- To do -
Write the full listing out again, keeping every line exactly as it is.

- Data provided -

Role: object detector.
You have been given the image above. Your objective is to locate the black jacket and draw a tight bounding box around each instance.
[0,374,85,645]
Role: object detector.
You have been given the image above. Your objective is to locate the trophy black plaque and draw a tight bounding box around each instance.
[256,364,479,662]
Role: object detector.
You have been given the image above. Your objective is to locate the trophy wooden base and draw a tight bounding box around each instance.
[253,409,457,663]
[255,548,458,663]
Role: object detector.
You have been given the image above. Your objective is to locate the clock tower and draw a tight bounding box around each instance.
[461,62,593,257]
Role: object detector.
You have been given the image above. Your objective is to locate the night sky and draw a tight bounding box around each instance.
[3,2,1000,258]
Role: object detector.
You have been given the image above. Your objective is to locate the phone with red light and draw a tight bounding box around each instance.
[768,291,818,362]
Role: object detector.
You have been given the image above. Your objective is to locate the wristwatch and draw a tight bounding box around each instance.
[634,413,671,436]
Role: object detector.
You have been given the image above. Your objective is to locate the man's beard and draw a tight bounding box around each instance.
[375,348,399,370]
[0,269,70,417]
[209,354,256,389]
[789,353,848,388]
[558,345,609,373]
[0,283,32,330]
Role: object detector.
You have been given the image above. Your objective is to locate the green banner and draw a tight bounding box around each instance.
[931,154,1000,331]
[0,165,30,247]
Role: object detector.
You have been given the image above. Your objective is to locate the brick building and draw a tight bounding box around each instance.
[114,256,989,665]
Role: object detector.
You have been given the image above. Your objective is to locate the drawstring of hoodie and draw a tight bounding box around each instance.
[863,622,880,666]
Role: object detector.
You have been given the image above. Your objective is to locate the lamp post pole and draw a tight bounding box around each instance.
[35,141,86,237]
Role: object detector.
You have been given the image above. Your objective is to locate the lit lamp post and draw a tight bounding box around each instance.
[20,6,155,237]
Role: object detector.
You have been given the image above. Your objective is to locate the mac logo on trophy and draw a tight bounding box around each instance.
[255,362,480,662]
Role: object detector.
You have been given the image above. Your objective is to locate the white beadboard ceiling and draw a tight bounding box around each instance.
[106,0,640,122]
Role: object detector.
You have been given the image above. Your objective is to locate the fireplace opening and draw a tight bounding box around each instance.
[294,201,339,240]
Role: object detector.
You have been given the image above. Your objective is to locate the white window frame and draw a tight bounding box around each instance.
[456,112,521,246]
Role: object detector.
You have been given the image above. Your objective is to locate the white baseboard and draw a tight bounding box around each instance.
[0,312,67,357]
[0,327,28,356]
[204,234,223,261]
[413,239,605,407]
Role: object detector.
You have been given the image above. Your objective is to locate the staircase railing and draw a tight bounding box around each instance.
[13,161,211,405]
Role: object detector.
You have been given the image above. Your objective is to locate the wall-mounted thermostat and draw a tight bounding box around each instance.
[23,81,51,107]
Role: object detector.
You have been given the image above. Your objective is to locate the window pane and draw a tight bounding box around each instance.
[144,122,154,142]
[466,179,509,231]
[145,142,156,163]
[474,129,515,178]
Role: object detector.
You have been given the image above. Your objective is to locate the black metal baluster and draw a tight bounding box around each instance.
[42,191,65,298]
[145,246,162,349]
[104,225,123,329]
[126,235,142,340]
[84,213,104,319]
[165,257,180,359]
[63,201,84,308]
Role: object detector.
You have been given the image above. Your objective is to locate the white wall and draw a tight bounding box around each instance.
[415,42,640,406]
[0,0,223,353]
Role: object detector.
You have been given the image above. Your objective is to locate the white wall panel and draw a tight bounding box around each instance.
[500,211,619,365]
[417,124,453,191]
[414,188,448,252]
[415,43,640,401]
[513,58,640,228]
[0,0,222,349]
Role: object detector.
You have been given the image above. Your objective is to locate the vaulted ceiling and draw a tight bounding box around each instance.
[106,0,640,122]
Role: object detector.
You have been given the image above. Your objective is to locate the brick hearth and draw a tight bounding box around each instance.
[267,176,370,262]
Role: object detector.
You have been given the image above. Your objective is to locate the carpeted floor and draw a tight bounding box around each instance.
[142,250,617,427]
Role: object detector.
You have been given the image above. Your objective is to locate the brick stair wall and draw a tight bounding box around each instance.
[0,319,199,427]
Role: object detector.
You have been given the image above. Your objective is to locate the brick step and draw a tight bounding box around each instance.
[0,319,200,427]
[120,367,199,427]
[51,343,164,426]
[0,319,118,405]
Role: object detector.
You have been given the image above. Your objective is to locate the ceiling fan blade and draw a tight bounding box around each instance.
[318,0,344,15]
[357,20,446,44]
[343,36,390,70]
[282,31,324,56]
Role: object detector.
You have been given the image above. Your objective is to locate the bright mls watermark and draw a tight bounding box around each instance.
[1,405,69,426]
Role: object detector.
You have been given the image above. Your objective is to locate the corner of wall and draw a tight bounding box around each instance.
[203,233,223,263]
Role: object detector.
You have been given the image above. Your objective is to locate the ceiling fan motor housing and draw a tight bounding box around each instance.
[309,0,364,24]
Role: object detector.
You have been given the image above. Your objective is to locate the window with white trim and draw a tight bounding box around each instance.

- Answer space -
Role: object detector.
You have been given the image above. Your objective is to locate the black jacket and draw a tight bounding box around each instance.
[0,374,85,645]
Role: object detector.
You have been given the image above. Your objective is to locate the trophy black plaque and draw a tight bounding box around each instance.
[256,364,479,662]
Role: object detector.
You have been given the image above. Your objective is to locate the trophy wooden base and draw a tight bounding box around each instance.
[253,409,457,663]
[255,548,458,663]
Role: object detector.
You have been given the image above. Your objective is to locate the clock tower and draw a tight bounding box around each instance.
[461,62,593,257]
Role: object detector.
You have been given the image above. Your objective is to locate the night sky and draw a tight bounding box around each instance.
[3,2,1000,258]
Role: object detector.
You have been given the image above. Your objective is to locate the phone with red light and draw a tight bounding box around each instance.
[768,291,818,362]
Role: object detector.
You have been given the image above. Your objective is to locate the wristwatch and draw a tight bounding box around each instance.
[634,413,671,436]
Role: object detector.
You have been given the image above. Your objective is to locate the man's beard and draw a tight bounding box around each instance.
[375,348,399,370]
[0,269,70,417]
[209,354,256,389]
[789,353,848,388]
[558,345,609,373]
[0,283,32,330]
Role: object detector.
You have been given the image above. Your objective is to locate the green banner and draw a tight bounding box around each instance.
[931,154,1000,331]
[0,165,30,247]
Role: object detector.
You have been given the image above. Your objective is to locate the brick building and draw a tight bounding box around each instance.
[114,256,989,665]
Role: object detector.
You have been given the image above. Your objective is to locate the drawstring of hoodie and draw a tight bounding box around each instance.
[863,622,880,666]
Role: object detector.
You have been given the image above. Your objective is to locate the lamp post pole and draw a tight bounding box around each instance.
[35,141,86,237]
Role: object detector.
You have been given the image above. Your objective is to locate the lit lamp post and draw a tight bounding box around each instance.
[20,6,155,237]
Role: object detector.
You have been given the image above. Your objective is to locate the mac logo on trophy and draw a tight bounding box around each instance.
[255,362,480,662]
Role: object detector.
You have been given the image above. Your objective is to locate the white beadboard ceiling and draw a tight bounding box around each instance.
[106,0,640,122]
Role: object detector.
You have been given the image above. Your objective is to locate the fireplace opening and draw a tight bounding box around each instance.
[294,201,339,240]
Role: object detector.
You have been given the image above. Your objective is to locate the white window frame and draw a tight bounding box around each instance.
[456,112,521,246]
Role: object detector.
You have been given the image above. Your objective is to locate the white baseboard and draw a tight bounding box around each instance.
[0,312,67,357]
[0,327,28,356]
[204,234,223,261]
[413,239,605,407]
Role: object detector.
You have been given the image above. Your objective is to locate the staircase railing and draw a tight bounding box around each instance.
[13,161,211,405]
Role: object detector.
You have been given the image above. Your objective is to locate the wall-mounted thermostat and draw a tight bounding box around each instance.
[23,81,51,107]
Role: object detector.
You have been given the image above. Your objective is to locate the window pane and draw a tight bounding box around each instance.
[144,122,154,142]
[466,179,509,231]
[145,142,156,163]
[474,129,515,178]
Role: object detector.
You have been given the image above. Your objective is to locate the black metal baluster and draw a tight bounding box around each instance.
[42,191,65,298]
[145,246,162,349]
[104,225,123,329]
[126,235,142,340]
[84,213,104,319]
[165,257,180,359]
[63,201,84,308]
Role: object detector.
You have been given the image above. Your objective is to locate the white wall and draw a tight bounding box around each instance.
[415,42,640,406]
[0,0,223,353]
Role: object detector.
You have been given the image above. Your objective is to locate the white wall panel and draw a tight bounding box around each instance.
[500,211,619,365]
[417,124,453,191]
[414,188,448,252]
[415,43,640,401]
[513,58,640,228]
[0,0,222,349]
Role: object detector.
You have been given the image above. Your objective is to locate the vaulted ceiling and draw a tight bounding box around each instance.
[106,0,640,122]
Role: object detector.
You have been given the image above. Your objective is to locate the brick hearth and draw a tight bounding box around each instance.
[267,176,370,262]
Role: object detector.
You have been given the image above. Your objective is to locate the carpeted floor and draw a tight bounding box around each instance.
[142,250,617,427]
Role: object detector.
You have been given the image above. Your objective is to locate the brick stair wall and draw a tight bounding box around each instance.
[0,319,199,427]
Role: object detector.
You have been given the image above. Your objective is to locate the brick step and draw a tight bounding box around each instance.
[0,319,200,427]
[120,367,199,427]
[51,343,164,426]
[0,319,118,405]
Role: object detector.
You have been given the image above. Your objective is to locate the ceiling fan blade and draw a tight bounding box around each instance.
[318,0,344,15]
[357,20,446,44]
[343,36,390,70]
[282,31,324,56]
Role: object detector.
You have been given the image above. Your objective is to locate the bright mls watermark and draw a tight bounding box around each instance.
[1,405,69,426]
Role: object detector.
You have been given the image above. Your objective is to locate the corner of wall and draw a tight bounding box around each instance.
[203,233,223,263]
Role: object detector.
You have been given the image above. Your objective is to locate the ceiling fan motor housing and draw a tight bounding box around each instance.
[309,0,364,24]
Role: object detector.
You have been given the image above. Your objective is to locate the window with white trim and draw a tight bounding box around each instance.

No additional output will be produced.